## 所给文字
美国民主基本文献
BASIC READINGS IN U.S. DEMOCRACY


德雷德史考特(Dred Scott)一案法庭意见之介绍
INTRODUCTION TO THE COURT OPINION ON THE DREDD SCOTT CASE
 

德雷德史考特(Dred Scott)一案在美国宪法历史上占有独特地位,是最高法院试图将司法解决加诸于政治问题之一例。本案引起对法院与首席大法官罗杰布鲁克塔尼(Roger Brooke Taney)的强烈批评;后来的首席大法官查尔斯伊凡斯修伊(Charles Evans Hughes)将本案形容为“自己造成的巨大伤口”。

史考特生为奴隶,被担任军医的主人带到路易斯安那州的自由土地。他的主人去世之后,史考特为了自身自由而提出控诉,理由是既然奴隶制度在自由领土中是不合法的,那么他便是自由人,而且“一次自由,终身自由”。密苏里州法院不接受这个论点,但是史考特与他的白人支持者将案件打到了联邦法院,在那里,问题纯粹只是奴隶是否有起诉权—即法律权利—在联邦法院提告。因此最高法院的首要问题便是决定是否有审判权。如果史考特有起诉权,那么法院就有审判权,而且法官可以继续决定他的主张的法律依据。但是,如果身为奴隶的史考特没有起诉权,那么法院可以因没有审判权而不受理此诉讼。

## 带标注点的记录

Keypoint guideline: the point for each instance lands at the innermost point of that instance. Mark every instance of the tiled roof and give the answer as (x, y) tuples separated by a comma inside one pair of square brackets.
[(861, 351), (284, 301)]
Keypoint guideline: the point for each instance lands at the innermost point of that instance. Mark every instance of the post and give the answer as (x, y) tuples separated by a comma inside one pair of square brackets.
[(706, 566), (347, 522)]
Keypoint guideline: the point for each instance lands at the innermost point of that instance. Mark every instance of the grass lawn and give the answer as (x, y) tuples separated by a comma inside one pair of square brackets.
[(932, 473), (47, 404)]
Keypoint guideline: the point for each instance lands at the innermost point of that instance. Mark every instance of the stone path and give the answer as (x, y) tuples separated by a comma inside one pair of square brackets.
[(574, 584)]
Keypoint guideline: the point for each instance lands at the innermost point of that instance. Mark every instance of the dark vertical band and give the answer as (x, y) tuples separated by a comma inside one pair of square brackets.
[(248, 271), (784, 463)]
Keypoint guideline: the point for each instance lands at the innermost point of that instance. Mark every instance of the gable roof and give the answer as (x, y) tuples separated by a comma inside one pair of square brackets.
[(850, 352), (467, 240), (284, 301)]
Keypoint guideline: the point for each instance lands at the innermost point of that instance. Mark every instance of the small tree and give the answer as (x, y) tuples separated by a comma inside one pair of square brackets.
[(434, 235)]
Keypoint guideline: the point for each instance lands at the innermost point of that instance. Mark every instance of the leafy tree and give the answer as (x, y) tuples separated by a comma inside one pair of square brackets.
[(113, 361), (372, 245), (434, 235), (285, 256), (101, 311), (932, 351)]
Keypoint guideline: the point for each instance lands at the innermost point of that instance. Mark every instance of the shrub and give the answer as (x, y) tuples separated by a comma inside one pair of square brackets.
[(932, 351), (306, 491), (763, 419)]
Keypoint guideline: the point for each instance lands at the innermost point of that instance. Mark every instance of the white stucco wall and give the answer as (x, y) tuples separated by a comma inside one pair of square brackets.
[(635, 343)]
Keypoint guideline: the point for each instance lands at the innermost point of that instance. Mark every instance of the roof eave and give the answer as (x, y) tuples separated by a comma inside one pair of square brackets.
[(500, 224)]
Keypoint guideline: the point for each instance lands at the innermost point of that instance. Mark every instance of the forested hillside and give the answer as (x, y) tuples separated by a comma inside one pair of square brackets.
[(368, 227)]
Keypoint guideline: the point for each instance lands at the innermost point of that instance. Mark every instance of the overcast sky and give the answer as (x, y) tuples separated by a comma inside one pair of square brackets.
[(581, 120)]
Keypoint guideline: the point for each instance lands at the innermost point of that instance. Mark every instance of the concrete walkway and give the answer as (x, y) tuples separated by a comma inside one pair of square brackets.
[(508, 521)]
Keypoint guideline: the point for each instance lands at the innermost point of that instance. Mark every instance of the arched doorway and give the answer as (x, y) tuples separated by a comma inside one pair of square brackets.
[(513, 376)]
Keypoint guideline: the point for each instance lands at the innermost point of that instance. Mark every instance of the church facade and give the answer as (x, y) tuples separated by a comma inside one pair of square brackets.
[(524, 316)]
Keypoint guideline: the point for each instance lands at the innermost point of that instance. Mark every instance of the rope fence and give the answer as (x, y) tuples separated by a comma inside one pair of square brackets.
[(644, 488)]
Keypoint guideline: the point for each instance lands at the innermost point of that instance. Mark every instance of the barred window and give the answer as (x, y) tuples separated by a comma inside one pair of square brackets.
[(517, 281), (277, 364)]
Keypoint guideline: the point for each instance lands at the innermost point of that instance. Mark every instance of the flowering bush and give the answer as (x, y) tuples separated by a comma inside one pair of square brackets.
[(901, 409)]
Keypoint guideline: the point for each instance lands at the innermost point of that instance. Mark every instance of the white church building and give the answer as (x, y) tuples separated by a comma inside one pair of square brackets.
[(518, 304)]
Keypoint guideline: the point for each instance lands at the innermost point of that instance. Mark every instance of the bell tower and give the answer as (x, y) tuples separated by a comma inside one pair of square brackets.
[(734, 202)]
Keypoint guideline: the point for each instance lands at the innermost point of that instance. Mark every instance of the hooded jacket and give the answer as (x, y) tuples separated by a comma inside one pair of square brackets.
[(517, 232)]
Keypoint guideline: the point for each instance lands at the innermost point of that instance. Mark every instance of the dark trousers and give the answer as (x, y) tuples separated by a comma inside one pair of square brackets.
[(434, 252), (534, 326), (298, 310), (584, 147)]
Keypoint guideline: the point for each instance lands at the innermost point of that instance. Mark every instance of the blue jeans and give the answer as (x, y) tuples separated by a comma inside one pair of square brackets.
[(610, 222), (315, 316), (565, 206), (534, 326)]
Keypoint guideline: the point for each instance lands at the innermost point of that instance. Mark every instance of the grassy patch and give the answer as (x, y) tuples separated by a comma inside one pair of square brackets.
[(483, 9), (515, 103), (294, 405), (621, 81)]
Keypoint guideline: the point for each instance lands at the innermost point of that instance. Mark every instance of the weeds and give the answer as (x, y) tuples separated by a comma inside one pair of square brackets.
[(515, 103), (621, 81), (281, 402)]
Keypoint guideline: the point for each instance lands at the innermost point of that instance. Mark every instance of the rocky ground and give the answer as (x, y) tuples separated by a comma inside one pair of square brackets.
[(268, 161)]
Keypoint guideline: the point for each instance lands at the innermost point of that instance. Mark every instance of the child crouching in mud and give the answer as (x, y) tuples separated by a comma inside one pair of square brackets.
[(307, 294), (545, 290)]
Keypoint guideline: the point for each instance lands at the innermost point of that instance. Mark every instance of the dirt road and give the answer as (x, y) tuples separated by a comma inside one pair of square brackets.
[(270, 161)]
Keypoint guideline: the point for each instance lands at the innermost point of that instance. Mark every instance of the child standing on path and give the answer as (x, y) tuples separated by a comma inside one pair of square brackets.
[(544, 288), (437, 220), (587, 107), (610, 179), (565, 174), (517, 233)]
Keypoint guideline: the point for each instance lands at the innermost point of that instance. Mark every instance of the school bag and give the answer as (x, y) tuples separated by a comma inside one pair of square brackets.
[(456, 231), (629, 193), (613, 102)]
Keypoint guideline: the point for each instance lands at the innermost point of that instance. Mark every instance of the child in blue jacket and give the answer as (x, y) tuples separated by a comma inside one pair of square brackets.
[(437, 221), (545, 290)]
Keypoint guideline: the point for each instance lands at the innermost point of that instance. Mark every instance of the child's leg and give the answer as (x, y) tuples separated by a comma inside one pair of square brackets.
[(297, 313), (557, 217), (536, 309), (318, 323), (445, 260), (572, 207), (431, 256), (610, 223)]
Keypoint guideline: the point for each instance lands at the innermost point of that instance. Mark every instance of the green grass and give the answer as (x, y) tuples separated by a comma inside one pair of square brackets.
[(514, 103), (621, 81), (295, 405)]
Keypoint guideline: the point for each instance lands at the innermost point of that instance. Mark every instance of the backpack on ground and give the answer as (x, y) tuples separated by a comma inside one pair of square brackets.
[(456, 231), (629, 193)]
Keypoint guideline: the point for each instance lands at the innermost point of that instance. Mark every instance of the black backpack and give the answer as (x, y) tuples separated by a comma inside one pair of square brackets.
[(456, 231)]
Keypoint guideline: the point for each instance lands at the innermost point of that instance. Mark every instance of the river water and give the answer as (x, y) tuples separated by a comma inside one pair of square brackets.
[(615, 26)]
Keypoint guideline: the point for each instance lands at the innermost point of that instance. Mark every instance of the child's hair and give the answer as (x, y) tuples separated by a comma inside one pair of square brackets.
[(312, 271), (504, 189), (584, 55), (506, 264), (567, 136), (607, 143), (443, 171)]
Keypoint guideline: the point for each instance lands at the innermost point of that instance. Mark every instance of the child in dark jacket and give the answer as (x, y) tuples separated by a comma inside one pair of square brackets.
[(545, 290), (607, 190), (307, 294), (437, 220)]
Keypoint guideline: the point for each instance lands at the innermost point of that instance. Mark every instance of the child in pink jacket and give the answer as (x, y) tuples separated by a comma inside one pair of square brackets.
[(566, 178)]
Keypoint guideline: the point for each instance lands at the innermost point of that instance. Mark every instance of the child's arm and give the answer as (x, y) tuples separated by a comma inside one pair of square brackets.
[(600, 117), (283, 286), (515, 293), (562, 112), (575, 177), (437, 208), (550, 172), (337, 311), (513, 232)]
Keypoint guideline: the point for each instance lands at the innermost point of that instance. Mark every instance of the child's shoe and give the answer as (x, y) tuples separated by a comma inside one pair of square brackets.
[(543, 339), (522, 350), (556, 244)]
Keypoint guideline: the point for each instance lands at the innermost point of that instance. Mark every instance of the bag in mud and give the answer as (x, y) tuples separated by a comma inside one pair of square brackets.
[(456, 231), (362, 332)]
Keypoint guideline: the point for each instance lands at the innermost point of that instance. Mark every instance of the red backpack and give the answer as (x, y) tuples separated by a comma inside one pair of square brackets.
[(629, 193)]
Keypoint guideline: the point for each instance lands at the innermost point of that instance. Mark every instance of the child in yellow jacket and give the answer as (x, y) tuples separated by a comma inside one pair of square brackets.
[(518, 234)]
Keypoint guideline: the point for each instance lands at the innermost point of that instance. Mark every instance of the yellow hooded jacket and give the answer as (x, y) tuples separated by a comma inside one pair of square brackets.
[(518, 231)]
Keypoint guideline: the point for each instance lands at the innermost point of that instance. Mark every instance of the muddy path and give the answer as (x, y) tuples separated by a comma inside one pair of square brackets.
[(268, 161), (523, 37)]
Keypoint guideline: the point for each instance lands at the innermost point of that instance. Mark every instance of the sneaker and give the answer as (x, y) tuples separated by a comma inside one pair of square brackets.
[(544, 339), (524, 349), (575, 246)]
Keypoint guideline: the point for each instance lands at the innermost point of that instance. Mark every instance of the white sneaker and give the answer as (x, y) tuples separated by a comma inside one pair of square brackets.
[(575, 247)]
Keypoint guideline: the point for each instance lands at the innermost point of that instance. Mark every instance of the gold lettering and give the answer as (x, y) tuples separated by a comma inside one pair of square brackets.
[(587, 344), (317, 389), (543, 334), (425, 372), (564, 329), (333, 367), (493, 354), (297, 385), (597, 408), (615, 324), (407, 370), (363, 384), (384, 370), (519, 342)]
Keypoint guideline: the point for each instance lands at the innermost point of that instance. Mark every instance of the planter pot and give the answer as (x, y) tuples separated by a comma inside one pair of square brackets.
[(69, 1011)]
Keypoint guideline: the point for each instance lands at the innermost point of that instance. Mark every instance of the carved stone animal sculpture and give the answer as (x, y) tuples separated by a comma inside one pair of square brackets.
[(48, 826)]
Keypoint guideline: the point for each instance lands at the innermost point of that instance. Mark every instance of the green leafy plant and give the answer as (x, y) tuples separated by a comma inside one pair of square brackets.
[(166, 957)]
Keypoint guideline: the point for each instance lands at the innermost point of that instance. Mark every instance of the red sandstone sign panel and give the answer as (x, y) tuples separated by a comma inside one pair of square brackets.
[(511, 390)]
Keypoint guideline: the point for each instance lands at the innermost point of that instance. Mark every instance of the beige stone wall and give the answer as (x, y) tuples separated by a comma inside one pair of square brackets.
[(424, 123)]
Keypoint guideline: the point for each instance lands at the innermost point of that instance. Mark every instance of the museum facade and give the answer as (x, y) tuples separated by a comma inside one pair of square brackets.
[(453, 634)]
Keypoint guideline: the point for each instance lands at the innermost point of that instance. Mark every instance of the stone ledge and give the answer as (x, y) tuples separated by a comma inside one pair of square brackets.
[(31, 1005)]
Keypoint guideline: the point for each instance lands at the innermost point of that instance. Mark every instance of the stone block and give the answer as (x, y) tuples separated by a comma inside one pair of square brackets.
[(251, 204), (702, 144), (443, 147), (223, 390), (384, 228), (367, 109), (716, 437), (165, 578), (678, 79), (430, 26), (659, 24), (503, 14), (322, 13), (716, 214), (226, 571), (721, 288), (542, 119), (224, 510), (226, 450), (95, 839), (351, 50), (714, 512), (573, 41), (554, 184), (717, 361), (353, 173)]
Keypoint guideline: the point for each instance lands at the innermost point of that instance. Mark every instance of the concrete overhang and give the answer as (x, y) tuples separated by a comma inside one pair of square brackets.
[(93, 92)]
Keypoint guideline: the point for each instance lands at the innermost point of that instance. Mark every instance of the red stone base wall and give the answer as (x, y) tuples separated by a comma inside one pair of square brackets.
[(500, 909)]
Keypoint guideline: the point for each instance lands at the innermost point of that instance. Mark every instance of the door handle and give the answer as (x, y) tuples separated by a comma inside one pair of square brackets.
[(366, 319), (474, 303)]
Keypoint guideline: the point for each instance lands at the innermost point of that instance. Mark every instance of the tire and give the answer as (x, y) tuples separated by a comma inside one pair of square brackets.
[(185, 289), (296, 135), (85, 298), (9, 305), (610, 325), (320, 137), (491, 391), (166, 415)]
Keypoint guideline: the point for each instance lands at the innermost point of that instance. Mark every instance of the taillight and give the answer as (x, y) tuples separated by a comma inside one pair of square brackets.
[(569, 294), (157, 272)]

## 待做题目
**a)** 列出德雷德史考特案介绍中出现英文原名的所有人物。
**b)** 据德雷德史考特案介绍,首席大法官查尔斯伊凡斯修伊如何形容此案?
**c)** 从德雷德史考特案介绍的最后一句之后接着写下去。

## 各题答案
**a)** 德雷德史考特(Dred Scott)、罗杰布鲁克塔尼(Roger Brooke Taney)、查尔斯伊凡斯修伊(Charles Evans Hughes)

**b)** 他将本案形容为“自己造成的巨大伤口”。

**c)**
法院裁定身为奴隶的史考特不能使用自由公民在联邦法院提告的特权,这样一来案件本可结束,但是首席大法官塔尼与其它南方的法院支持者希望能够对各领土奴隶制度的问题从此作出一个决定性的裁决。因此,他们接着裁定1820年密苏里协议是违反宪法的,因为国会并没有禁止公民将财产例如奴隶带到任何美国的领土。塔尼裁定奴隶 只不过财产,绝对不可能成为公民。

南方当然欣然接受此判决,但在北方,却引起了一场抗议与鄙视的风暴。这促进了共和党的创立,并且本案引发的厌恶之感可能也是亚伯拉罕林肯在1860年选举的关键因素。

For further reading: Don E. Fehrenbacher, The Dred Scott Case (1978); Walter Ehrlich, They Have No Rights: Dred Scott's Struggle for Freedom (1979).


1857年德雷德史考特诉桑福德案 (DRED SCOTT V. SANDFORD (1857))

首席大法官塔尼送交法院意见。

问题纯粹只是:其祖先来到本国并且被当作奴隶贩卖的黑人,是否能成为由美国宪法创立并实施的政治体一员,以及因此被赋予所有权利、特权与豁免权,并且为公民的条款所绑保障?其中一项权利在美国法庭针对宪法中具体说明之案件提告的特权。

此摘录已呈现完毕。